Retype the movie review below word for word, from "Not that it" up to and including "with decades prior.".

** Start of EXCERPTED TEXT **

I see so many movies that it’s easy to slip in to the comfortable delusion that I’m an unflappable moviegoer. Nothing can scare me (save a cheap jump-out), nothing can shock me … you get how the fallacy operates.
Then I went to see “Tusk,” and I got an unfortunate reminder that I can still stare agape at the screen. This came at the same time as remembering that there are certain sights I cannot unsee. Here, that sight was Justin Long enveloped in a walrus suit made of human flesh. (Because his ’70s porno mustache wasn’t frightening enough.)
Not that it was any more disgusting or scary than anything else I’d seen before. I mainly sat in stunned, stupefied silence that someone had this idea and felt compelled to bring it to life for a paying audience. I just wish there were some way to withdraw the $7.75 admission charge from financing, and thus implicitly encouraging, Kevin Smith’s bizarre and puerile stoner fantasies.
It was more than just the nasty walrus at its center that ticked me off about “Tusk,” though. The entire enterprise seems ill-advised for a feature-length film. Its beginning concept, the unsuspecting person stumbling into a den of horror and depravity, has been done by everything from “Psycho” to “Misery.” Smith’s crazy of choice is Michael Parks’ Howard Howe, a Canadian backwoods-dweller intent on finding a man who he can transmute into the walrus, Mr. Tusk, with whom he fell in love with decades prior.

** End of EXCERPTED TEXT **
** Start of COLLECTED DATA **

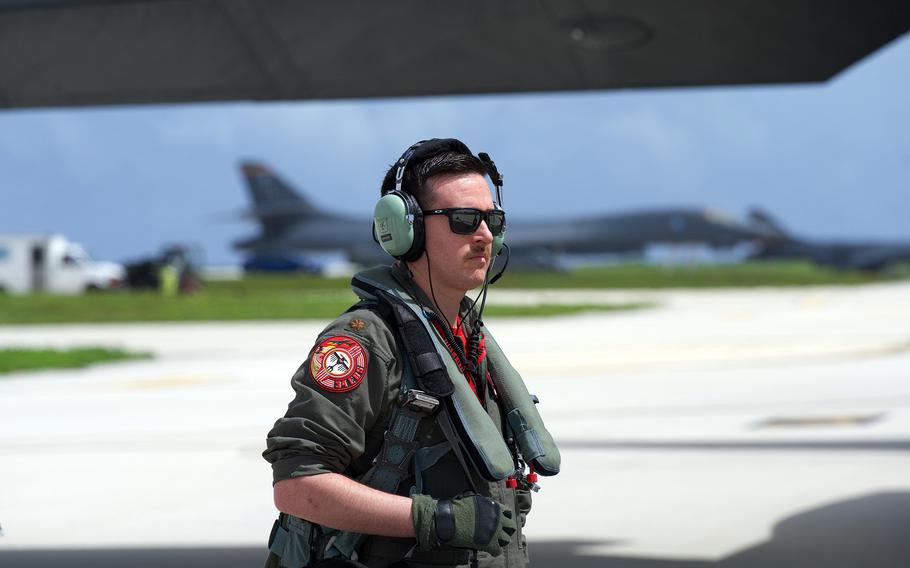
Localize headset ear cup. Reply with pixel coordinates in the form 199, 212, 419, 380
373, 191, 424, 261
399, 193, 426, 262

** End of COLLECTED DATA **

## TASK OUTPUT
Not that it was any more disgusting or scary than anything else I’d seen before. I mainly sat in stunned, stupefied silence that someone had this idea and felt compelled to bring it to life for a paying audience. I just wish there were some way to withdraw the $7.75 admission charge from financing, and thus implicitly encouraging, Kevin Smith’s bizarre and puerile stoner fantasies.
It was more than just the nasty walrus at its center that ticked me off about “Tusk,” though. The entire enterprise seems ill-advised for a feature-length film. Its beginning concept, the unsuspecting person stumbling into a den of horror and depravity, has been done by everything from “Psycho” to “Misery.” Smith’s crazy of choice is Michael Parks’ Howard Howe, a Canadian backwoods-dweller intent on finding a man who he can transmute into the walrus, Mr. Tusk, with whom he fell in love with decades prior.